*Work to complete:*
1. In the forum post about options, which book does the writer say may be a little mathematical and dense for some readers?
2. Extend the forum post about options, starting right after its last sentence.

Text segment section start

First let me thank you for starting this thread. I appreciate your comments and thinking about implementing option strategies. As a from-the-beginning-lurker on this thread, I have particularily appreciated this resource, as it has supplemented my own interests in taking advantage of the opportunities in options.

I have read most all of the books on options that have been mentioned here and a few more as well. I find that it is not possible to know too much. (I am not sure if anyone has mentioned Sheldon Natenburg's "Option Volatility & Pricing". I found it very useful for me, though possibly a little mathematical and dense for those not inclined toward mathematical analysis.)

With all of that said, I have a question about how you determine which price for options you will accept and which you will pay. It is not clear that you rely necessarily on say a Black-Scholes, et al. model for determining fair value, or whether you operate on what "feels" right or a combination of both (or neither for that matter).

Text segment section end
Source material section start

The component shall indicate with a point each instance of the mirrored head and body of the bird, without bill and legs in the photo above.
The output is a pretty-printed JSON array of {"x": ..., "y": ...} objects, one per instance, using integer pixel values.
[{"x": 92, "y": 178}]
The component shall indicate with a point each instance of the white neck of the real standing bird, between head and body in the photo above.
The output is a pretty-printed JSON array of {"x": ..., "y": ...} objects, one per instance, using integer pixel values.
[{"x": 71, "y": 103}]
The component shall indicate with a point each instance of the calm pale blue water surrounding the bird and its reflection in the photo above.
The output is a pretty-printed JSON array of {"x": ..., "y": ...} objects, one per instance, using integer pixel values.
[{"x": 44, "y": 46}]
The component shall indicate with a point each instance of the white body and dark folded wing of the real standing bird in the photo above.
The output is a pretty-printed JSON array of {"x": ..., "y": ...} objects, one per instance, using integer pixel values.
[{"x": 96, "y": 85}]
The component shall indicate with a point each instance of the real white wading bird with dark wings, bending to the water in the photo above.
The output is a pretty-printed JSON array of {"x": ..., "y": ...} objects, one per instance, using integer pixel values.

Source material section end

*Answers given:*
1. Sheldon Natenburg's "Option Volatility & Pricing"

2.
It has seemed to me that in looking at the spreads in bid-asked for the options prices, they are not always in line with the theoretical values. Especially when the stock is moving. I have thought that this can be accounted for by adjusting in some cases the volatility. Or a lag in prices catching up or overshooting the move. But in many cases are really accounted for by "market conditions" or the thinking of the investors out there assigning their valuation of future value. Or more cynically the Market Makers manipulating. So another way of phrasing what I am asking is how do you make these kinds of adjustments to get the most out of your trades? Or do you just not worry about it?

I am somewhat familiar with your consideration of the VIX and the more common sense strategies of buying back calls when they reach those 25% thresholds, but I guess my question is looking beyond the macro strategy you are pursuing, to the more practical consideration that say "Ok I'm going to write a call on this baby, APR on-the-moneys are at 1 1/4. Is this the right one, or is further out or closer in better. Or deeper in-the-money, or out of the money. (I'm assuming the strike above the "nut".) Or should I wait or should I take market?" Sort of in the same sense that when you play poker, you can follow a straight odds strategy, in which case a good player (the market) can eat your lunch, or you mix it up and be a good player yourself.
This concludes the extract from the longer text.